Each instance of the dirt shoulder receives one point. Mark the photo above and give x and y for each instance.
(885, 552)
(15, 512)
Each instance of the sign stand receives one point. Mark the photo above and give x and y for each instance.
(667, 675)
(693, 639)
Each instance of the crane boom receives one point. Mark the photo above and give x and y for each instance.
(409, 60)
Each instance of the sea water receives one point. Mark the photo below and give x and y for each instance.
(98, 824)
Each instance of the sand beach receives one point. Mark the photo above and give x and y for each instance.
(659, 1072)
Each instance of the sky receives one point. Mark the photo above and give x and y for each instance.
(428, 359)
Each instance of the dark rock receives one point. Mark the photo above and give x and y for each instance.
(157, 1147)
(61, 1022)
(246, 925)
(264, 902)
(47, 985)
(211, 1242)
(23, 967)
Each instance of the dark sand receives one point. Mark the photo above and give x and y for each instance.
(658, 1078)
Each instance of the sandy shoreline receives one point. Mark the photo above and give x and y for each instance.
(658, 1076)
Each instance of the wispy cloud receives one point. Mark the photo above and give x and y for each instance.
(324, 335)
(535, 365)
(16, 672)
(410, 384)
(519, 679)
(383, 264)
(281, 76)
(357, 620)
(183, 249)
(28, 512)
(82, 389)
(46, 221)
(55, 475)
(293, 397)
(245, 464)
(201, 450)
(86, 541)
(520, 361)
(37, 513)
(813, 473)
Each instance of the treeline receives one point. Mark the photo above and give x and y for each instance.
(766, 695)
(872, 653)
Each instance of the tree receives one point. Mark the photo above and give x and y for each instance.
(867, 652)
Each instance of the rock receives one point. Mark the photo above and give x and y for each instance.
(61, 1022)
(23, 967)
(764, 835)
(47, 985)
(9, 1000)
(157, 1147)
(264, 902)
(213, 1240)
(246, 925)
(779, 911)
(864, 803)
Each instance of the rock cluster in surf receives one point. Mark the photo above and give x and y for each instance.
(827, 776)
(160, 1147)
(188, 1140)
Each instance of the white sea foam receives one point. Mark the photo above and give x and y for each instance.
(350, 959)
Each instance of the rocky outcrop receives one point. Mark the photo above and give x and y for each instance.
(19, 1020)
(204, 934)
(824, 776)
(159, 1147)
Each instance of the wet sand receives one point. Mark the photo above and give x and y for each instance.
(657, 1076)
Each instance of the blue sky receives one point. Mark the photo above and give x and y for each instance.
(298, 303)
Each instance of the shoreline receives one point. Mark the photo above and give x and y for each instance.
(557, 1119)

------------------------------------

• [To be done]: Format every row above as a JSON array of strings, one string per line, omitting any blank lines.

• [Output of the task]:
[
  "Each instance of the dirt shoulder receives one point. Mark the photo above and give x and y for each instance.",
  "(885, 552)",
  "(15, 512)",
  "Each instance of the sign stand receives one point. Mark the photo above and give x and y for each instance.",
  "(667, 675)",
  "(693, 639)",
  "Each instance of the crane boom receives one point. Mark the photo above and give x and y for each instance.",
  "(409, 60)",
  "Each instance of the sea water receives one point. Mark the photo below and give x and y for each instance.",
  "(98, 824)",
  "Each instance of the sand beach receives one point. Mark the photo above and give x and y for each instance.",
  "(659, 1072)",
  "Each instance of the sky receives one point. Mark the photo above and give x and y for each instance.",
  "(428, 359)",
  "Each instance of the dark rock receives one point. Mark the photo above and give x and y for each instance.",
  "(157, 1147)",
  "(61, 1022)",
  "(246, 925)",
  "(264, 902)",
  "(47, 985)",
  "(211, 1242)",
  "(23, 967)",
  "Each instance of the dark sand receives one point. Mark the photo above and give x and y for each instance.",
  "(658, 1078)",
  "Each instance of the sandy shoreline receives one point. Mark the photo above and give x and y for each instance.",
  "(658, 1076)",
  "Each instance of the wispy cloud receives one point. Mark the photo above and give x and y for each instance.",
  "(324, 335)",
  "(535, 365)",
  "(16, 672)",
  "(410, 384)",
  "(519, 679)",
  "(383, 264)",
  "(281, 76)",
  "(357, 620)",
  "(183, 249)",
  "(28, 512)",
  "(82, 389)",
  "(46, 221)",
  "(55, 475)",
  "(293, 397)",
  "(245, 464)",
  "(201, 450)",
  "(86, 541)",
  "(520, 361)",
  "(37, 513)",
  "(813, 473)",
  "Each instance of the treeline receives one point. Mark the photo above and give x and y for each instance.",
  "(766, 695)",
  "(872, 653)",
  "Each instance of the tree receives one point. Mark the photo above and give x and y for each instance.",
  "(867, 652)",
  "Each instance of the rock receives one point. Mark the photo above and give x and y for each instance.",
  "(61, 1022)",
  "(23, 967)",
  "(764, 835)",
  "(47, 985)",
  "(9, 1000)",
  "(157, 1147)",
  "(264, 902)",
  "(213, 1240)",
  "(246, 925)",
  "(779, 911)",
  "(864, 803)",
  "Each instance of the rock cluster in surf receives one point. Mark the photo above and give x and y for each instance.",
  "(827, 776)",
  "(160, 1147)",
  "(188, 1140)",
  "Each instance of the white sea foam receives one point. Mark the photo above and give x and y for each instance.",
  "(350, 959)",
  "Each instance of the rocky outcrop receives one point. Mark the photo above and give x and y for each instance.",
  "(19, 1020)",
  "(204, 934)",
  "(824, 776)",
  "(159, 1147)",
  "Each instance of the wet sand receives one point. Mark the photo above and give x and y for each instance.",
  "(657, 1076)",
  "Each instance of the blue sky receives one point. Mark the photo above and give x and y for each instance.",
  "(298, 303)",
  "Each instance of the shoreline receives one point. Mark the photo above and give x and y for each instance.",
  "(557, 1119)"
]